◆ **DOCUMENT EXCERPT**:

⁂

Re: I can't save DataFrame from running Spark locally

2018-01-23 Thread Toy
Thanks, I get this error when I switched to s3a://

Exception in thread "streaming-job-executor-0" java.lang.NoSuchMethodError:
com.amazonaws.services.s3.transfer.TransferManager.(Lcom/amazonaws/services/s3/AmazonS3;Ljava/util/concurrent/ThreadPoolExecutor;)V
at org.apache.hadoop.fs.s3a.S3AFileSystem.initialize(S3AFileSystem.java:287)
at org.apache.hadoop.fs.FileSystem.createFileSystem(FileSystem.java:2669)

On Tue, 23 Jan 2018 at 15:05 Patrick Alwell  wrote:

> Spark cannot read locally from S3 without an S3a protocol; you’ll more
> than likely need a local copy of the data or you’ll need to utilize the
> proper jars to enable S3 communication from the edge to the datacenter.
>
>
>
>
> https://stackoverflow.com/questions/30385981/how-to-access-s3a-files-from-apache-spark
>
>
>
> Here are the jars:
> https://mvnrepository.com/artifact/org.apache.hadoop/hadoop-aws
>
>
>
> Looks like you already have them, in which case you’ll have to make small
> configuration changes, e.g. s3 à s3a
>
>
>
> Keep in mind: *The Amazon JARs have proven very brittle: the version of
> the Amazon libraries must match the versions against which the Hadoop
> binaries were built.*
>
>
>
>
> https://hortonworks.github.io/hdp-aws/s3-s3aclient/index.html#using-the-s3a-filesystem-client
>
>
>
>
>
>
>
>
>
> *From: *Toy 
> *Date: *Tuesday, January 23, 2018 at 11:33 AM
> *To: *"user@spark.apache.org" 
> *Subject: *I can't save DataFrame from running Spark locally
>
>
>
> Hi,
>
>
>
> First of all, my Spark application runs fine in AWS EMR. However, I'm
> trying to run it locally to debug some issue. My application is just to
> parse log files and convert to DataFrame then convert to ORC and save to
> S3. However, when I run locally I get this error
>
>
>
> java.io.IOException: /orc/dt=2018-01-23 doesn't exist
>
> at
> org.apache.hadoop.fs.s3.Jets3tFileSystemStore.get(Jets3tFileSystemStore.java:170)
>
> at
> org.apache.hadoop.fs.s3.Jets3tFileSystemStore.retrieveINode(Jets3tFileSystemStore.java:221)
>
> at sun.reflect.NativeMethodAccessorImpl.invoke0(Native Method)
>
> at
> sun.reflect.NativeMethodAccessorImpl.invoke(NativeMethodAccessorImpl.java:62)
>
> at
> sun.reflect.DelegatingMethodAccessorImpl.invoke(DelegatingMethodAccessorImpl.java:43)
>
> at java.lang.reflect.Method.invoke(Method.java:497)

⁂

◆ **STORED ROWS**:

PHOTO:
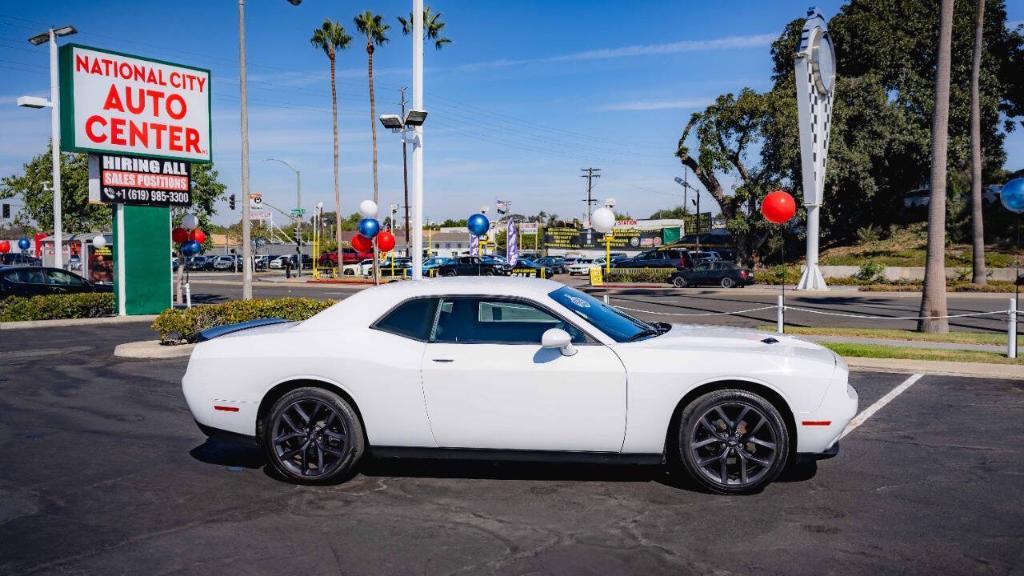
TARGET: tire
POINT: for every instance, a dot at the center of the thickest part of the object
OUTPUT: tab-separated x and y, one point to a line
323	448
738	429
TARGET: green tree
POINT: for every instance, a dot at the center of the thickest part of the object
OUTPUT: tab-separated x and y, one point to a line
432	27
34	189
332	37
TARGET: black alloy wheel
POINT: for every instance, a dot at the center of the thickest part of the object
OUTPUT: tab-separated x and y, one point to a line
732	442
312	436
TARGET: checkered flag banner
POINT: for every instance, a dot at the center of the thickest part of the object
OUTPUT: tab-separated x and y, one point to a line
512	243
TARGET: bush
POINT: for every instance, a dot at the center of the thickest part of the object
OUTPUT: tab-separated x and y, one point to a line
56	306
652	275
177	325
870	273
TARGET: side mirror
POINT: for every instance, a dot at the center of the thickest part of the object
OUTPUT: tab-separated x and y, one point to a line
558	338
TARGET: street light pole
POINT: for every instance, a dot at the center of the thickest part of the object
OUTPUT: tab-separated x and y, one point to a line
247	249
50	37
298	205
418	140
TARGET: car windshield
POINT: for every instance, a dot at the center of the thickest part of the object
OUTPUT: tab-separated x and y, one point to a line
616	324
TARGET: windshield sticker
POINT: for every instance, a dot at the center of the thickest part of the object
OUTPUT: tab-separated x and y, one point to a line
579	301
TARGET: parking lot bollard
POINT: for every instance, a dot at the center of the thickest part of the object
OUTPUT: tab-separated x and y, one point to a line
780	316
1012	329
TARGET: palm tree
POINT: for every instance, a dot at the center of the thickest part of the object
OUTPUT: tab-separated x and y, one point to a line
331	37
373	27
977	223
432	27
933	300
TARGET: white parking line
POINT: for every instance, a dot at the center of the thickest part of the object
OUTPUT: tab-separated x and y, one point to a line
870	410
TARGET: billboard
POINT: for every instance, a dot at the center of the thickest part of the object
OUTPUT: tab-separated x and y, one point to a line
119	104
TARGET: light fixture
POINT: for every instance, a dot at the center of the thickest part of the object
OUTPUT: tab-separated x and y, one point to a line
392	121
416	118
33	101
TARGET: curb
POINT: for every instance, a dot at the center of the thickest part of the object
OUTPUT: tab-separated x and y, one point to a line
966	369
152	350
76	322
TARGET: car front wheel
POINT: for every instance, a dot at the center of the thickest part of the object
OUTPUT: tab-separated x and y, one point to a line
732	442
312	436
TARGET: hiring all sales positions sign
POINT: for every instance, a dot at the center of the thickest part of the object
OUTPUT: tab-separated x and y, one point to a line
119	104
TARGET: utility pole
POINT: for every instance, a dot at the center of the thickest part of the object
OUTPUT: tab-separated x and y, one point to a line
590	174
404	165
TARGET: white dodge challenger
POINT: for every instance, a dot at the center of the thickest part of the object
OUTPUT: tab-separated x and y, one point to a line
516	369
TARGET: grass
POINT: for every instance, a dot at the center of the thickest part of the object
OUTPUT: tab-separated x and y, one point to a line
880	351
893	334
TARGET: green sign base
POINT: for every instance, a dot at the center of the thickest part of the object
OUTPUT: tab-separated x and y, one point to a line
141	259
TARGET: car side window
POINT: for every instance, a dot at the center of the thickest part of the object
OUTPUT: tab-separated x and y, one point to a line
412	319
476	320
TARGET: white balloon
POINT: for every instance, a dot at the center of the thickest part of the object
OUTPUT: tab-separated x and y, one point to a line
603	219
189	221
368	208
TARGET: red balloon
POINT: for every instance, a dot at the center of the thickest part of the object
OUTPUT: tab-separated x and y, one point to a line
361	243
778	207
385	241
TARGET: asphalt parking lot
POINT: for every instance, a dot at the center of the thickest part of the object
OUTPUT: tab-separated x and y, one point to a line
102	471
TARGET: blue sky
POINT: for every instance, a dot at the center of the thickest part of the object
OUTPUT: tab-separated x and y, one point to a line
527	94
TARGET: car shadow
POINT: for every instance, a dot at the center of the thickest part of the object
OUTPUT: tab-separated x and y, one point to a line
228	454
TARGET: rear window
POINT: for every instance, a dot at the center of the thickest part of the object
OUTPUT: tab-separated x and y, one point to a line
412	319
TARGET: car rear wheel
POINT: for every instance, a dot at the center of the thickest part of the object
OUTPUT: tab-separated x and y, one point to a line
311	436
732	442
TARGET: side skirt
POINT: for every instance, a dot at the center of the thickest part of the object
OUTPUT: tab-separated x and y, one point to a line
514	455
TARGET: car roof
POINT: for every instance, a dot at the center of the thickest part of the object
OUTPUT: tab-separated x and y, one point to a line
364	307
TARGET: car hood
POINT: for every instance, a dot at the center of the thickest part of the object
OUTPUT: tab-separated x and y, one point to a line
690	337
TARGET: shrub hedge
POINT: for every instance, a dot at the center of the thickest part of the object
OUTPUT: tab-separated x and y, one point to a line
55	306
175	326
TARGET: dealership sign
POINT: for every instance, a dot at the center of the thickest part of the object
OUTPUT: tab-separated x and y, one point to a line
119	104
141	181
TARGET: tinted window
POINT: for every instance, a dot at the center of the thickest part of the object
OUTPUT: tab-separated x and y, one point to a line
474	320
412	319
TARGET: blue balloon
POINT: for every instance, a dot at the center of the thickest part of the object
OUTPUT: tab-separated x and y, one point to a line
1012	195
369	227
190	248
478	224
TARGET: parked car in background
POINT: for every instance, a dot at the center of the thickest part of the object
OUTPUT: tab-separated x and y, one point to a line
200	262
581	265
18	258
474	265
659	257
537	269
726	275
38	281
556	263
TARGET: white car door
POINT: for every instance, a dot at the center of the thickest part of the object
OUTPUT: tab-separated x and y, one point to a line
487	382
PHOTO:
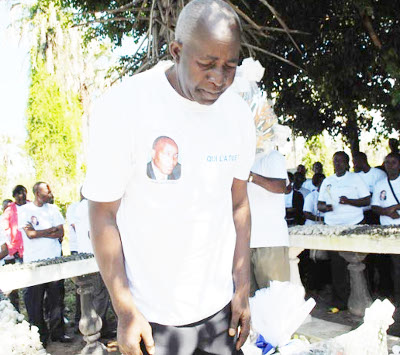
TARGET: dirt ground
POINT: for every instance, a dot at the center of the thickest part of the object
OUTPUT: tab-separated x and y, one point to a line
321	311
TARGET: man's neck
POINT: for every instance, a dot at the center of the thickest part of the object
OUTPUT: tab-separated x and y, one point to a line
393	176
37	203
341	174
366	169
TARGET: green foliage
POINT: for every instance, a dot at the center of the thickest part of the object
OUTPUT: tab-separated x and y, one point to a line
318	150
54	138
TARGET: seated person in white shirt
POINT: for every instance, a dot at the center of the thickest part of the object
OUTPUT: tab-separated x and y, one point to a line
341	198
310	209
370	176
386	203
317	168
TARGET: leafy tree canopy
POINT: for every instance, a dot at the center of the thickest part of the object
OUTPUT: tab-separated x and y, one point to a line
344	53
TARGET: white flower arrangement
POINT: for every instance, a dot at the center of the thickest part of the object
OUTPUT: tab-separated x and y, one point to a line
17	336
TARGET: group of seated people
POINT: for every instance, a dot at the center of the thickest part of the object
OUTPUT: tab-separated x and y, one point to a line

⁂

◆ **GIVEN REQUEST 1**: List every web address that appears in the Spark forum thread.
◆ **GIVEN REQUEST 2**: Extract each line of the rows that contains the string "blue", matching case.

◆ **EXERCISE SOLUTION 1**:
https://stackoverflow.com/questions/30385981/how-to-access-s3a-files-from-apache-spark
https://mvnrepository.com/artifact/org.apache.hadoop/hadoop-aws
https://hortonworks.github.io/hdp-aws/s3-s3aclient/index.html#using-the-s3a-filesystem-client

◆ **EXERCISE SOLUTION 2**:
TARGET: blue sky
TARGET: blue balloon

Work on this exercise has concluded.